Hamann intended the physics book to be the first in a series, with subsequent titles to focus on biology and chemistry, and for the three titles to form the cornerstone of a television series for adolescents and their parents.

Library Journal gave the book a starred review, calling Categories "a gorgeous book," "a comprehensive overview of physics," and "highly recommended."

Cognitive scientist, Harvard professor, and author of The Language Instinct (1994) and How the Mind Works (1997), Steven Pinker called it "A gorgeous book—proof that beauty can be found in equal measure in words, images, and ideas." Henry Petroski, author of The Evolution of Useful Things (1992), praised it as "A remarkable example of what wondrous things can come of a fruitful collaboration among scientists, writers, and artists. This book is an outstanding testament to the inherent interdependence of all human thought and creativity." Science historian, author, and television producer James Burke, author of Connections (1978), called it, "An extraordinary, beautiful, and stimulating book. The physics texts are jewels of descriptive clarity and, in the weave of science with the arts, there are moments of true revelation. In a world of growing interdependence, this book is a must-read." John Katzman, founder of The Princeton Review, said, "Everyone talks about the beauty and elegance of physics, but this is the first beautiful and elegant physics book." Raina Lampkins-Fielder, education chair of The Whitney Museum, stated, "By weaving together the worlds of science, literature, and art while also providing thoughtful suggestions for active learning, this book invites the reader on a creative and liberating journey of the mind. Categories—On the Beauty of Physics is a wonderful educational tool for both the child and the adult, both the novice and the expert."

Categories received a "Regional Design" award from Print Magazine, and Foreword Magazines "Education Book of the Year, 2006."

Categories has been used as a teaching tool in colleges. In September 2009, Louisiana State University included it on the list of top 25 non-fiction books written since 1950. Also on the list are Alexander Solzhenitsyn's The Gulag Archipelago, Edward W. Said's Orientalism, Rachel Carson's Silent Spring, and Maya Angelou's I Know Why the Caged Bird Sings.

Task description :: Copy the passage about the book Categories word for word, beginning at the words "Hamann intended the" and stopping after "and their parents.".

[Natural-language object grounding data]
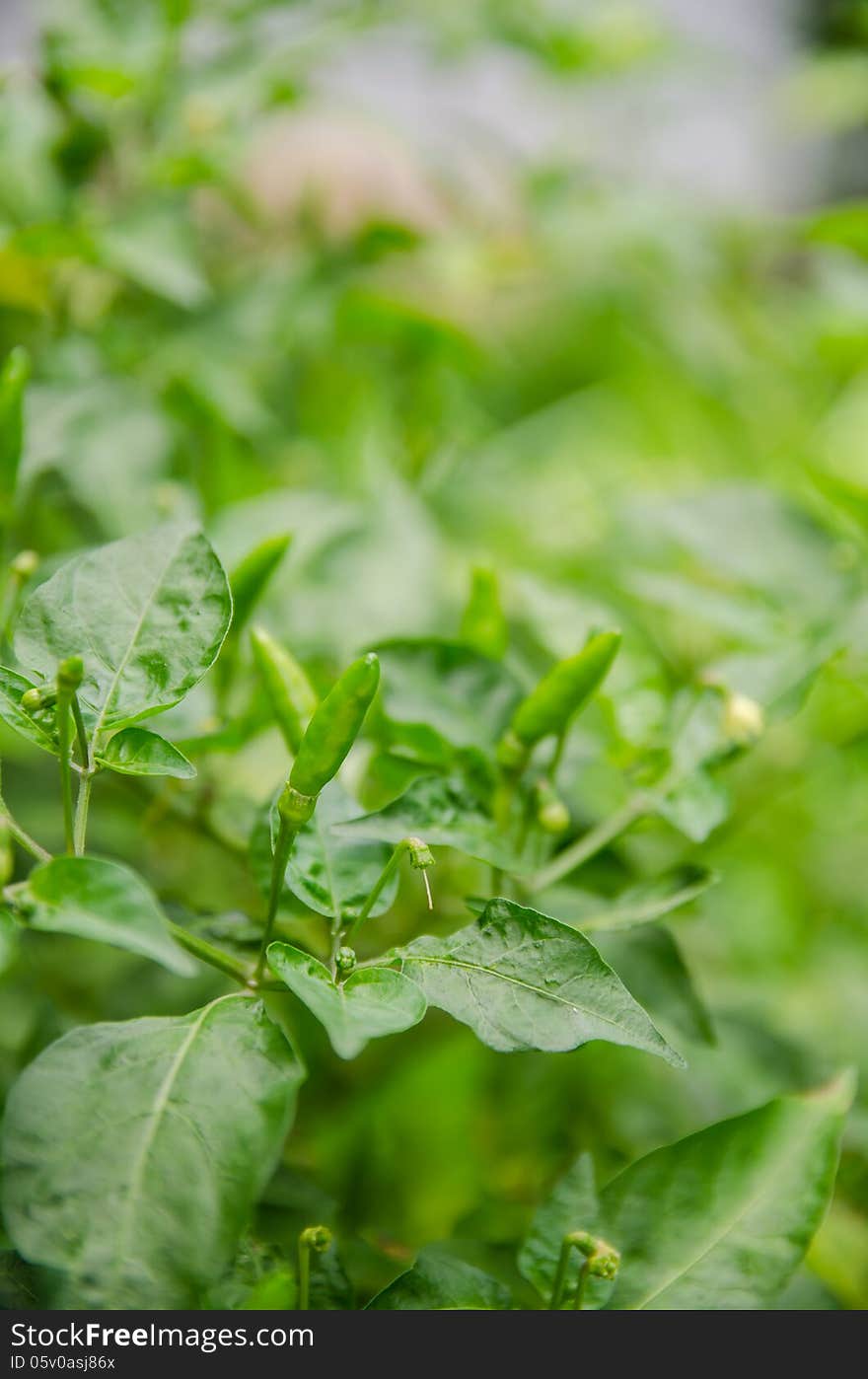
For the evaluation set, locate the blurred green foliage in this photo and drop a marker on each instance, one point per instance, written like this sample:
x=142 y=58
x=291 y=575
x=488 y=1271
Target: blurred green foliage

The answer ::
Hamann intended the physics book to be the first in a series, with subsequent titles to focus on biology and chemistry, and for the three titles to form the cornerstone of a television series for adolescents and their parents.